Your answer must contain each line of the listing in which "below" appears, copied in full.

******

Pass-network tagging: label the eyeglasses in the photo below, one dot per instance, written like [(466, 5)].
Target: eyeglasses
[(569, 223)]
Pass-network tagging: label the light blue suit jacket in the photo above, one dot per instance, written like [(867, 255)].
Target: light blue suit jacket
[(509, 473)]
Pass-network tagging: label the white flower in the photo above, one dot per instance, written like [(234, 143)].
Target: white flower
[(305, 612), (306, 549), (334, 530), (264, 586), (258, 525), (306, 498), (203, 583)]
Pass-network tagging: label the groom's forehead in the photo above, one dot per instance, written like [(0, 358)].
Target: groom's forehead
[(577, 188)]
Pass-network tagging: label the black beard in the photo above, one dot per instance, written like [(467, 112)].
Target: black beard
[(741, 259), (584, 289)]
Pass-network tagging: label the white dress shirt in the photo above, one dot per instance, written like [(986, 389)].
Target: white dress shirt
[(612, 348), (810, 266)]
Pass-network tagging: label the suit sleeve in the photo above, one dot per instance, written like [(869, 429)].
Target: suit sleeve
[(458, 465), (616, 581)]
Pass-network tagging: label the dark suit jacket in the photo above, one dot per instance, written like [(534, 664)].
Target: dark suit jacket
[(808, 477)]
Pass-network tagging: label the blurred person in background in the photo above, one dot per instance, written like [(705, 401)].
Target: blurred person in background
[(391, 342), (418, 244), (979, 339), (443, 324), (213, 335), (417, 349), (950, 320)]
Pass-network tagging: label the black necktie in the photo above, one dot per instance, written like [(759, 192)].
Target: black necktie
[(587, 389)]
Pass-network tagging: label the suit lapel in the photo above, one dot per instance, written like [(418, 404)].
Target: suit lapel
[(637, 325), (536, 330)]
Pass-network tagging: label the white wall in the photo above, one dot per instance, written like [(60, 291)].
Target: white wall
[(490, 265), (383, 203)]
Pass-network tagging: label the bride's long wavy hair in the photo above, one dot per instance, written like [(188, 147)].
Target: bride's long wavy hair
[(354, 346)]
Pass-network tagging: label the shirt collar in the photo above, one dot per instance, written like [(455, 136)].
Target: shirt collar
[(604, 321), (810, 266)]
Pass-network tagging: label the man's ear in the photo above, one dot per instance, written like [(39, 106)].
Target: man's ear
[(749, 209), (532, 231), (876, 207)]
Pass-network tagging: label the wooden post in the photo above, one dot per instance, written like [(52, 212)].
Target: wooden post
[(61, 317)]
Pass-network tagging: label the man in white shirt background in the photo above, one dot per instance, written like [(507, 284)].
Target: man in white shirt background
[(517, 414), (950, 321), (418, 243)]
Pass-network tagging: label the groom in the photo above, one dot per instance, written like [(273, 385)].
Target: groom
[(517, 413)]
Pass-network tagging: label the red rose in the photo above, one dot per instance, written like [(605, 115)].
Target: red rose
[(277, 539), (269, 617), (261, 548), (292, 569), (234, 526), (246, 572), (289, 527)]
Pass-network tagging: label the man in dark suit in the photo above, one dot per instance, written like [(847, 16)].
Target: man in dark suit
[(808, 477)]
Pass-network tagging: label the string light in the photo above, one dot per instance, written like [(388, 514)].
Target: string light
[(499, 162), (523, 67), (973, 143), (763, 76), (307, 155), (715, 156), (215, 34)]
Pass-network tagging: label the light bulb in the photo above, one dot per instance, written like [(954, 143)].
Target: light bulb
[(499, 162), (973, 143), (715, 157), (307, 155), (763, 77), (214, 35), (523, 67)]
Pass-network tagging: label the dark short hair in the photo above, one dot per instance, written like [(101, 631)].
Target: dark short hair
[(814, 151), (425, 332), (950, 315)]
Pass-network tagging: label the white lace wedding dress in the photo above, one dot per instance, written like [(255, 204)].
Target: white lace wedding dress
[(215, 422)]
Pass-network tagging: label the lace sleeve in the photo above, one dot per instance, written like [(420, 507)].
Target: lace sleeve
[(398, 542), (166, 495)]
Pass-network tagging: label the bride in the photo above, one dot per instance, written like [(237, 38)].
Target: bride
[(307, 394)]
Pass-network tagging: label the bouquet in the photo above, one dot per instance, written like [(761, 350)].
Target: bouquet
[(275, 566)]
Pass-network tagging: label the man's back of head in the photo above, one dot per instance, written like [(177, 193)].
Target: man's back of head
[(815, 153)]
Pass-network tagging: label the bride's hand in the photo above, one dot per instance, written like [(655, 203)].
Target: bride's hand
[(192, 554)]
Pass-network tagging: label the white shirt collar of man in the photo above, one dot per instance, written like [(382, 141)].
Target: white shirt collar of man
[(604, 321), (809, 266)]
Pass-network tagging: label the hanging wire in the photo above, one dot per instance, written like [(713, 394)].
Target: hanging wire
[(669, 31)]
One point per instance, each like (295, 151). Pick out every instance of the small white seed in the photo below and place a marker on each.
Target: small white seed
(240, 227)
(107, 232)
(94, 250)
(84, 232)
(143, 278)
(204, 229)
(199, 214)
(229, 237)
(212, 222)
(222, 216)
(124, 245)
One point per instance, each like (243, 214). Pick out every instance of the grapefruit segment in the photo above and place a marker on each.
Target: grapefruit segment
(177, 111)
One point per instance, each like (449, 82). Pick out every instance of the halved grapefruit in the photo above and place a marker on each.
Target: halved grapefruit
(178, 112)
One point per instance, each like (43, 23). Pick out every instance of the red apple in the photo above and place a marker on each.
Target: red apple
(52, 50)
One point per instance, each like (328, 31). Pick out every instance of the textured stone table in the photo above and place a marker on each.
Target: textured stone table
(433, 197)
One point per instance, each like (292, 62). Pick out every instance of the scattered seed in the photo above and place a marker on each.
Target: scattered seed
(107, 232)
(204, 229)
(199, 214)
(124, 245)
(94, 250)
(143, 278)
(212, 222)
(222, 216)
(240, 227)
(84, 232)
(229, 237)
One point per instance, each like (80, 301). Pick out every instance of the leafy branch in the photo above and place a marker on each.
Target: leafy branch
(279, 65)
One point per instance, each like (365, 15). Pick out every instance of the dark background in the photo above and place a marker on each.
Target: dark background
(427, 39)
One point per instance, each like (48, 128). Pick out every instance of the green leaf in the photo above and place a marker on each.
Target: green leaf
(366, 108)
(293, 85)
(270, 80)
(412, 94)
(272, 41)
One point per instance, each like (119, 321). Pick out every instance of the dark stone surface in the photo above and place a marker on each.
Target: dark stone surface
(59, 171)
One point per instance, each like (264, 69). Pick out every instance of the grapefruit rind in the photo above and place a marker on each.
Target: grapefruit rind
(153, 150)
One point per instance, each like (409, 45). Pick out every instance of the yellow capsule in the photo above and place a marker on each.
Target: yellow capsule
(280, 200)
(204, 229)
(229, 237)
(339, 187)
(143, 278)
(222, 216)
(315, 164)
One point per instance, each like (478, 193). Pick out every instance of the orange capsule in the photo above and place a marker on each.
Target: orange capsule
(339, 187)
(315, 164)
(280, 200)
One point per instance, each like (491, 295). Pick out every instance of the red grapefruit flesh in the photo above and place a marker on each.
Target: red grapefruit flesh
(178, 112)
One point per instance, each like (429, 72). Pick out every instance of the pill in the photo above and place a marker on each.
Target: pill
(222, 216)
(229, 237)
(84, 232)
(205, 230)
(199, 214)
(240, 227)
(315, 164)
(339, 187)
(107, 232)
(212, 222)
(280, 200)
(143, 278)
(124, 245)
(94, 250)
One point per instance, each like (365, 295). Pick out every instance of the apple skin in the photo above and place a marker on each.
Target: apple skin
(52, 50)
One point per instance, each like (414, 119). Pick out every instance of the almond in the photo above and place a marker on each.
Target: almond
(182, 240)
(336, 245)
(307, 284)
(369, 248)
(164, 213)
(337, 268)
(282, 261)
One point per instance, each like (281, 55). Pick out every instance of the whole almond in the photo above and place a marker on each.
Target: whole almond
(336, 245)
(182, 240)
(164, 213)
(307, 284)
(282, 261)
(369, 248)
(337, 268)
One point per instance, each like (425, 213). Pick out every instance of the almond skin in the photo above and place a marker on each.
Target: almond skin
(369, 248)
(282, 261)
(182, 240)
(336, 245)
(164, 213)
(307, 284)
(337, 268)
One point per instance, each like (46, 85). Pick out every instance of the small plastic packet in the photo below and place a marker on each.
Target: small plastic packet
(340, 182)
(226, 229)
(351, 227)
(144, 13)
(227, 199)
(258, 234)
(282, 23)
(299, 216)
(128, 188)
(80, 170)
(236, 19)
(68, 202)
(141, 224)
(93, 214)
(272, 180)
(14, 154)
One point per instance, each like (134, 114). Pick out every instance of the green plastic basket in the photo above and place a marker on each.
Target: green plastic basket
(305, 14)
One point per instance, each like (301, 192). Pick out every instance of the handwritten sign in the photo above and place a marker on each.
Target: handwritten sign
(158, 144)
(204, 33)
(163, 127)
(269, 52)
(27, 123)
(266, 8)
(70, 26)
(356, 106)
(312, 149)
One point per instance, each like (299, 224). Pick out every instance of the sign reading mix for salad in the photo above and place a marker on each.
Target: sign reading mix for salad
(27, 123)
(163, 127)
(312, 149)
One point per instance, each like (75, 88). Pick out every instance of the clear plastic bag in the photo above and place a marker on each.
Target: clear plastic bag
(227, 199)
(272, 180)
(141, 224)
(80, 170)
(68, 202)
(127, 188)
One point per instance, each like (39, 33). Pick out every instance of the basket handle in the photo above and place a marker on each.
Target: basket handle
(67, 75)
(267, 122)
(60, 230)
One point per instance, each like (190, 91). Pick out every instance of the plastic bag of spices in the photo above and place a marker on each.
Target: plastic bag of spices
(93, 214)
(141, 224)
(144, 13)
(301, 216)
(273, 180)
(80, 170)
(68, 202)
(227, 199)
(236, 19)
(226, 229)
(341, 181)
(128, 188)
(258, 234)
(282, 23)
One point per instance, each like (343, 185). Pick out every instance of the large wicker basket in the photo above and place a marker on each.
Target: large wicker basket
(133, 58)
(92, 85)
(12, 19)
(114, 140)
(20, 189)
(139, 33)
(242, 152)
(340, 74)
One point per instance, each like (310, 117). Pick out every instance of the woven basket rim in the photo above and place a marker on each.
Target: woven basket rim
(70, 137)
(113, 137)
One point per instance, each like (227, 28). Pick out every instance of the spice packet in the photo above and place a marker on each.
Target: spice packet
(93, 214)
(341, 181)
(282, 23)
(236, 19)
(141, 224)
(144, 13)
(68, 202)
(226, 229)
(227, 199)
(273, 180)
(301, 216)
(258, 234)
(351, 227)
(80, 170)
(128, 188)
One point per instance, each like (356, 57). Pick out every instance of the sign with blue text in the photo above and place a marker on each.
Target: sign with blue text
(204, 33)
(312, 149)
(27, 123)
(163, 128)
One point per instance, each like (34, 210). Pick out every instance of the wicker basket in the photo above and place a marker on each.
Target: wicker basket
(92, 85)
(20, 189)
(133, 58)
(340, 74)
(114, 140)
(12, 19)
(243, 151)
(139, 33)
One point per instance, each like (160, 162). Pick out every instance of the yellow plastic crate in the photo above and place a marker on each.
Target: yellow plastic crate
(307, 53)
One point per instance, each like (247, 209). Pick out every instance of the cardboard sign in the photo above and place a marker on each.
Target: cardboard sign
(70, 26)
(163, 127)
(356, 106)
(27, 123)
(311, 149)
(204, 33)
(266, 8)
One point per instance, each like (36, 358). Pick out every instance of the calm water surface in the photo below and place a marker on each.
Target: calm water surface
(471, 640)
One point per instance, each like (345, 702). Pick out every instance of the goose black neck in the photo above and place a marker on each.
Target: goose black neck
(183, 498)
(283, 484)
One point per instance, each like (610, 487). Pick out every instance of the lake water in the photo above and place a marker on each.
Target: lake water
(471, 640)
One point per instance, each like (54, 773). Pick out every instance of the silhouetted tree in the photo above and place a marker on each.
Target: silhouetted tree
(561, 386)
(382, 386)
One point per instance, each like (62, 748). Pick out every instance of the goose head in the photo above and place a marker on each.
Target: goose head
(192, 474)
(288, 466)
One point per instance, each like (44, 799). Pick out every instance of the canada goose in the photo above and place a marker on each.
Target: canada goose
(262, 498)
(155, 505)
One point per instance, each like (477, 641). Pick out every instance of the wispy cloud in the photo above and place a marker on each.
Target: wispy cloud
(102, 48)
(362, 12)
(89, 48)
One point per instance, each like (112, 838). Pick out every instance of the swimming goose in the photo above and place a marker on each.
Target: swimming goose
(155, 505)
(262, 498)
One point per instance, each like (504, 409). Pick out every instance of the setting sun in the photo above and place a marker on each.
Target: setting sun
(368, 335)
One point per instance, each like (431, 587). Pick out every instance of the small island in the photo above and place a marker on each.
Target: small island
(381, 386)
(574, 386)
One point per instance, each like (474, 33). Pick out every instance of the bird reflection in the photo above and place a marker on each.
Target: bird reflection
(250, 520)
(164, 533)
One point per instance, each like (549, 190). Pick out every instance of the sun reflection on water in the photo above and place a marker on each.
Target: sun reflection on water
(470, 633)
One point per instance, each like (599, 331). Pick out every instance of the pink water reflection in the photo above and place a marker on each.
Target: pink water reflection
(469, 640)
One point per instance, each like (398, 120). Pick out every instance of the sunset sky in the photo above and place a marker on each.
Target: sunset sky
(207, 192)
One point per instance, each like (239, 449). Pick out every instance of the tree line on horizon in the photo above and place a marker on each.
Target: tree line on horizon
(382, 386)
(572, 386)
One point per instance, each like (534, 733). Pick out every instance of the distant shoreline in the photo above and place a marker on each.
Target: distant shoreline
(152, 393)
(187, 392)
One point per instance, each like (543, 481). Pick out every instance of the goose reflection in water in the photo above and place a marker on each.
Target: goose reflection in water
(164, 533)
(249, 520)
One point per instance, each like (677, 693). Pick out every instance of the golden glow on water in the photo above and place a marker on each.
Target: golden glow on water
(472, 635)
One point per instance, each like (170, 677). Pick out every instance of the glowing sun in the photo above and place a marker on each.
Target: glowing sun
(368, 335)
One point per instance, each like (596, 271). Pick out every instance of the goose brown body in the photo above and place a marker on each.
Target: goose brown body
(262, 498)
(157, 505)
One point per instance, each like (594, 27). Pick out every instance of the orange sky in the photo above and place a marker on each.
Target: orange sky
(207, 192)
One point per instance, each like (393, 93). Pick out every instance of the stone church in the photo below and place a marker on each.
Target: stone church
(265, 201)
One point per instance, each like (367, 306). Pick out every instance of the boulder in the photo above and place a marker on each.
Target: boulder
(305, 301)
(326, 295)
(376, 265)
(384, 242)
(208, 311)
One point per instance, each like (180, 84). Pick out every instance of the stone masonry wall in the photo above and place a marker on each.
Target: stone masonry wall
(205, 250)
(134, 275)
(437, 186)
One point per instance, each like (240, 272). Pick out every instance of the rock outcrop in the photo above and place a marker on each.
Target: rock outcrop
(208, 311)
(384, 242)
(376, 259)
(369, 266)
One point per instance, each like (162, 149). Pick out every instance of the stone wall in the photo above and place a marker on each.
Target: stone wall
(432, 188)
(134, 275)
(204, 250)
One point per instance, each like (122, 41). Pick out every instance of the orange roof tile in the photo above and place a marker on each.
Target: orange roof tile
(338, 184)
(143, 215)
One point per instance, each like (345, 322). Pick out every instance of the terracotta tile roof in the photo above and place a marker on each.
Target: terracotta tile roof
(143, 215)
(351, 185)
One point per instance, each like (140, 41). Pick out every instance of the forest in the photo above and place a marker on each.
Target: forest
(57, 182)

******

* **Solution to this task**:
Pass-network tagging: label the eyeglasses in the photo below, one dot per instance, written like [(466, 5)].
One point per instance, each like (295, 151). Pick out every instance of the small white seed in the photo below and place a marker on each.
One point per instance, each like (46, 85). Pick out every instance of the small plastic packet in the photo below and place a marker on each.
One point per instance, each like (36, 358). Pick out every instance of the calm water surface in the photo below and place a marker on each.
One point per instance, each like (393, 93). Pick out every instance of the stone church in the photo below and place a marker on each.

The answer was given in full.